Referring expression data
--*--
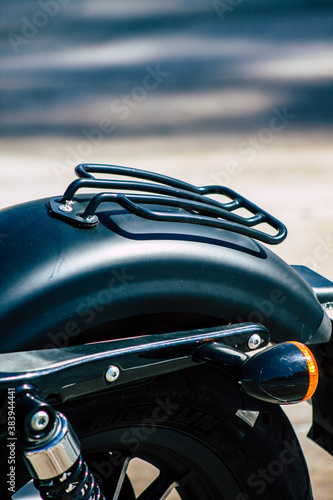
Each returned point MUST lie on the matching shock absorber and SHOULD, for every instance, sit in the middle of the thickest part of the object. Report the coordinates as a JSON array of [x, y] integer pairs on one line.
[[52, 451]]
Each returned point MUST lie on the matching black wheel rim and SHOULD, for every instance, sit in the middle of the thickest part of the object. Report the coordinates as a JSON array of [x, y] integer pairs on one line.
[[185, 466]]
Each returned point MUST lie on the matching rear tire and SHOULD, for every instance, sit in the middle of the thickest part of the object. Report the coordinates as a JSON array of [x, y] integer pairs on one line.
[[207, 440]]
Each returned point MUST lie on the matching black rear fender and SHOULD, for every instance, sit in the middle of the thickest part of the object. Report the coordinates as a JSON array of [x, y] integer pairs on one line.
[[59, 282]]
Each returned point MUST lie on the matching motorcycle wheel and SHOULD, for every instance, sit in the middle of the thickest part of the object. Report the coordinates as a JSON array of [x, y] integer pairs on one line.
[[202, 437]]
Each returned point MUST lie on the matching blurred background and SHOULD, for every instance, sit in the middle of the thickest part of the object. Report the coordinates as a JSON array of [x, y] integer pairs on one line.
[[236, 92]]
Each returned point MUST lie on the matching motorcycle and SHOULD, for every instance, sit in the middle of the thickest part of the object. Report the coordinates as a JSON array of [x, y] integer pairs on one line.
[[148, 320]]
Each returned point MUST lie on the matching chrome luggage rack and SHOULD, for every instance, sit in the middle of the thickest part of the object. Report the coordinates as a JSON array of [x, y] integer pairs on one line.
[[192, 204]]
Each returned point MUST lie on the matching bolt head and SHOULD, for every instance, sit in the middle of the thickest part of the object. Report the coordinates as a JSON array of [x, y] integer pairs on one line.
[[112, 373], [39, 420], [254, 341]]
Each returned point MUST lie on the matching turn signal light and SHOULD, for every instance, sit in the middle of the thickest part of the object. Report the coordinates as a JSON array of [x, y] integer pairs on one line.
[[282, 374]]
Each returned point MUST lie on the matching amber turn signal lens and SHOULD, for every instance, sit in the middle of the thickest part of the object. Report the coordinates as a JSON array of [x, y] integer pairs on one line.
[[312, 367], [283, 374]]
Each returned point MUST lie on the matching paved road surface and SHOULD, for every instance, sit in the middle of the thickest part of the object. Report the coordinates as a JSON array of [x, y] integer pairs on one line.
[[239, 95]]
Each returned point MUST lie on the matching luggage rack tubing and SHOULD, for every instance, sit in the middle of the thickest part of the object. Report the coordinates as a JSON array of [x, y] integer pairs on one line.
[[164, 191]]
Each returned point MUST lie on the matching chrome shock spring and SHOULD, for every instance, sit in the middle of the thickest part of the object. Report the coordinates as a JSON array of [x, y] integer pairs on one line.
[[77, 483]]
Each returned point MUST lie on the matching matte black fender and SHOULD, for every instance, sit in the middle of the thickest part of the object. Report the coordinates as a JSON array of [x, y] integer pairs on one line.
[[59, 281]]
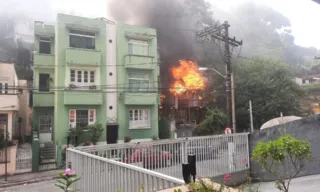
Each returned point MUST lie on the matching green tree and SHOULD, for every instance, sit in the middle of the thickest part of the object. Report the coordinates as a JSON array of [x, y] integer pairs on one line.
[[214, 123], [269, 85], [287, 155]]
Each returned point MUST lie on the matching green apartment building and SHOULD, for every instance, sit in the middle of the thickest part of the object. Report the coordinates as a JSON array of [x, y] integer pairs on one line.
[[89, 71]]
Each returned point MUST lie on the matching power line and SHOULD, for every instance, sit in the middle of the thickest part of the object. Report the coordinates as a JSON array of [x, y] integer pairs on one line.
[[70, 64]]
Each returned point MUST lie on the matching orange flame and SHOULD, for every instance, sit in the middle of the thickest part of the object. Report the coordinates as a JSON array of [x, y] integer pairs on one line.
[[187, 78]]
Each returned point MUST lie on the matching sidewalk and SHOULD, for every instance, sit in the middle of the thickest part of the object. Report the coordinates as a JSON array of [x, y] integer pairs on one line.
[[20, 179]]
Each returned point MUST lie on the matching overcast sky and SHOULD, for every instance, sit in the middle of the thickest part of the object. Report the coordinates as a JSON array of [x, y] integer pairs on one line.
[[303, 14]]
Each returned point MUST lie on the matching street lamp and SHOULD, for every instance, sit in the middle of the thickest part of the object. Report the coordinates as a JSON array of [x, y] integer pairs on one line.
[[228, 96]]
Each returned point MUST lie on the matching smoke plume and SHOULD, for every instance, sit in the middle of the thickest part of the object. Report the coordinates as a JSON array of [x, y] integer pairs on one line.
[[174, 20]]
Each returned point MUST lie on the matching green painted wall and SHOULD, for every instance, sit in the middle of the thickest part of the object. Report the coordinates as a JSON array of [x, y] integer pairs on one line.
[[61, 45], [66, 58], [122, 79], [40, 111]]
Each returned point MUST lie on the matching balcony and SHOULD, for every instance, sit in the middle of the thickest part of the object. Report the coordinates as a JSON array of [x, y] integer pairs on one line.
[[9, 102], [43, 99], [140, 98], [83, 97], [140, 62], [44, 60], [43, 29], [83, 57]]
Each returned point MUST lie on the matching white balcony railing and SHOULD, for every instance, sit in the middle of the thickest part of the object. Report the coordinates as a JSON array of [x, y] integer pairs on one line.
[[9, 102]]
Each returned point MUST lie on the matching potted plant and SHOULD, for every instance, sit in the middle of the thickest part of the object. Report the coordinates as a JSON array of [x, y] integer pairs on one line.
[[92, 87], [87, 143], [96, 131], [127, 139], [72, 86]]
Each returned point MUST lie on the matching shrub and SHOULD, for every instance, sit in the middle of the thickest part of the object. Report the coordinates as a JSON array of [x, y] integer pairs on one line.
[[67, 178], [287, 153], [127, 139], [96, 131]]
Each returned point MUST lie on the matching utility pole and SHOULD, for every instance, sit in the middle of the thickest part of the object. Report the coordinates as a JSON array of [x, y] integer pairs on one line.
[[251, 118], [221, 33], [233, 104]]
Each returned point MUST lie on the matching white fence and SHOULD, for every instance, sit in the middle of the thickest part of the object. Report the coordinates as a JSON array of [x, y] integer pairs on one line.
[[99, 174], [215, 155]]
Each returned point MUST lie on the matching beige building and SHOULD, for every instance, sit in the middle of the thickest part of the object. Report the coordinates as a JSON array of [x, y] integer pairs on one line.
[[14, 103]]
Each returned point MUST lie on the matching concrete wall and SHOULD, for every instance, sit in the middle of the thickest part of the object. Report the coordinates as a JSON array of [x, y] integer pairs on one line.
[[24, 109], [11, 166], [305, 129], [10, 122]]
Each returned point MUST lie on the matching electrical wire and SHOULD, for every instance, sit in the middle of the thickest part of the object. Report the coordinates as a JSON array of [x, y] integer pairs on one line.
[[131, 64]]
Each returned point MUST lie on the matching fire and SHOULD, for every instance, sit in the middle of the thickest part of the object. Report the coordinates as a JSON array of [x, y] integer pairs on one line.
[[187, 78]]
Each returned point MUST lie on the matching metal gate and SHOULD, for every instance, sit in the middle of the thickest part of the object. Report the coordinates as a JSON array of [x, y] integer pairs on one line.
[[24, 158], [215, 155]]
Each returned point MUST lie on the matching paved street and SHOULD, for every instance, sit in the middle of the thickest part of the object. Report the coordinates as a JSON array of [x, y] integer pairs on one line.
[[309, 183], [47, 186]]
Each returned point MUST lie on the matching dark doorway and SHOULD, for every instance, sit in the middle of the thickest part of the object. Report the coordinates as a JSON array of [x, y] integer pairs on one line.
[[112, 133], [44, 82]]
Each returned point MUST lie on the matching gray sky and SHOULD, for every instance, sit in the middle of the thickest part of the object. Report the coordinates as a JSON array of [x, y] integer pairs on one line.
[[303, 14]]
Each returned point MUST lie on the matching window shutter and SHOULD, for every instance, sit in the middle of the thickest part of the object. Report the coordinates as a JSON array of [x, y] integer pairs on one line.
[[72, 118], [92, 116]]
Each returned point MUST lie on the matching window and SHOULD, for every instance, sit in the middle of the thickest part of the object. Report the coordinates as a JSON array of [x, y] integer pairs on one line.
[[81, 118], [136, 47], [44, 82], [45, 124], [45, 45], [138, 82], [82, 39], [82, 78], [139, 118], [4, 88]]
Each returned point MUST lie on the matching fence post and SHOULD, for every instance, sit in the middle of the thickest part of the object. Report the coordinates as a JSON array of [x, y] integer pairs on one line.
[[192, 166], [231, 153], [35, 154]]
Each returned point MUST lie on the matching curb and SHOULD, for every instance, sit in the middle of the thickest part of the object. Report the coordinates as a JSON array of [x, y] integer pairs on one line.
[[6, 185]]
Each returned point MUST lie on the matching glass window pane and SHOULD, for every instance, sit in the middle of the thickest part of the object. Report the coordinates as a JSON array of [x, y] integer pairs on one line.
[[85, 76], [72, 76], [92, 77], [135, 114], [79, 76], [82, 118]]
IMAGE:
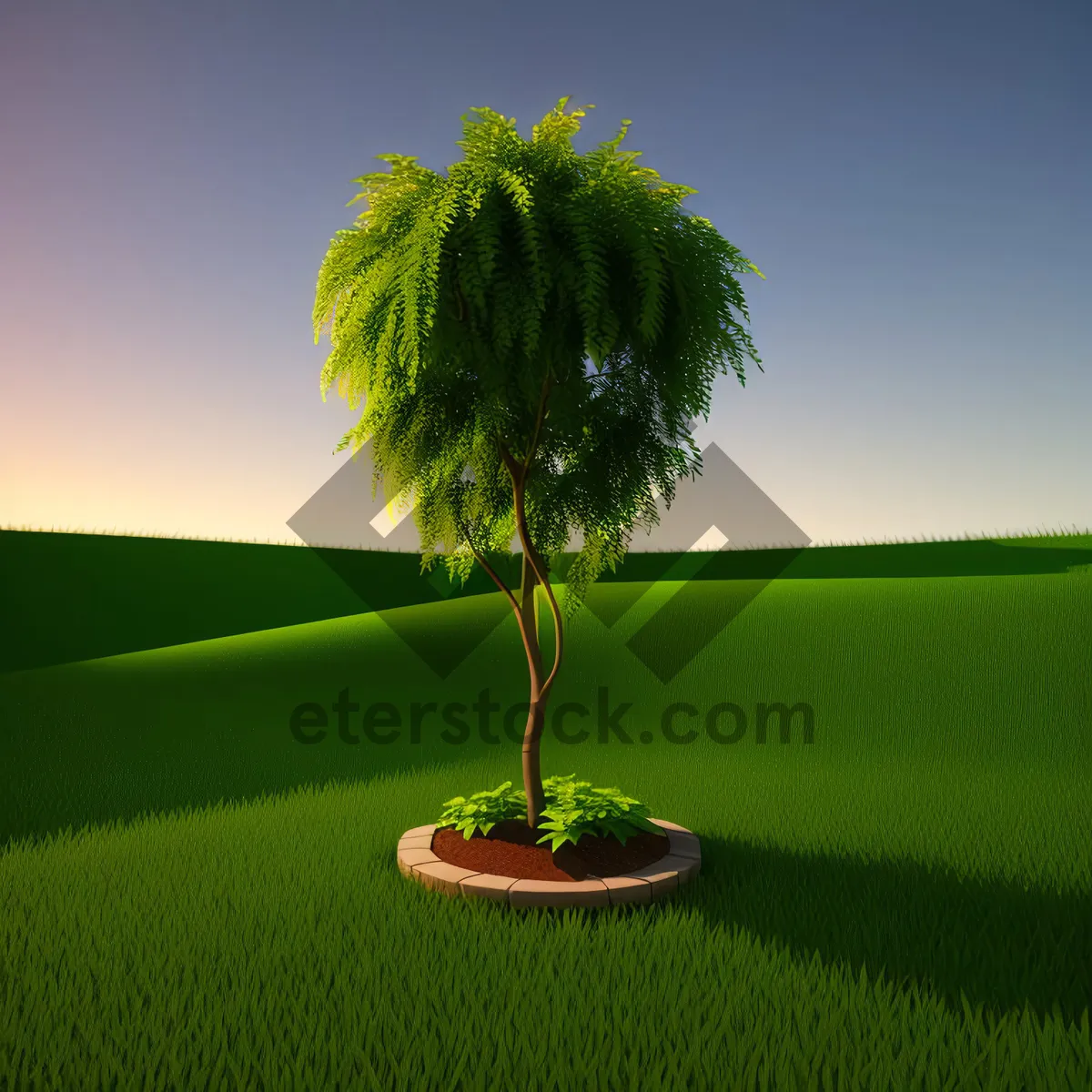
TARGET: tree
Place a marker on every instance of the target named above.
--*--
Your answer should hold exactly the lines from the one containing "TARGET: tree" through the end of the entries above, and nothing else.

Exercise result:
TARGET: tree
Place a marker on every instance of the target named above.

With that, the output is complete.